Assignment: Output exactly the lines from the one with "point(72, 492)" through the last line of the data below, both included, and nothing more.
(Supplied records begins)
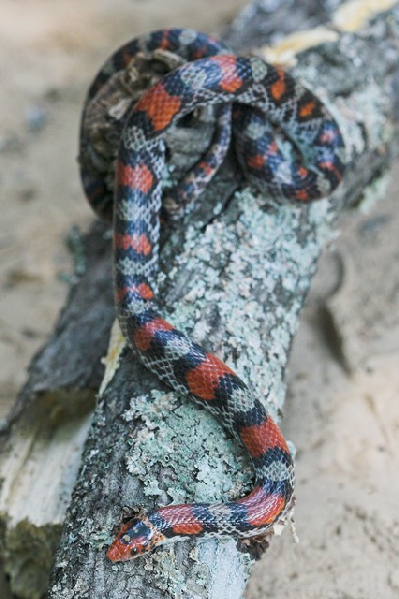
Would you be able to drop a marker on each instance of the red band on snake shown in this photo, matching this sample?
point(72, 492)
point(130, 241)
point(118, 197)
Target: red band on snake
point(262, 97)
(Supplied records ends)
Answer to this exercise:
point(72, 492)
point(130, 241)
point(118, 197)
Target: red band on snake
point(262, 97)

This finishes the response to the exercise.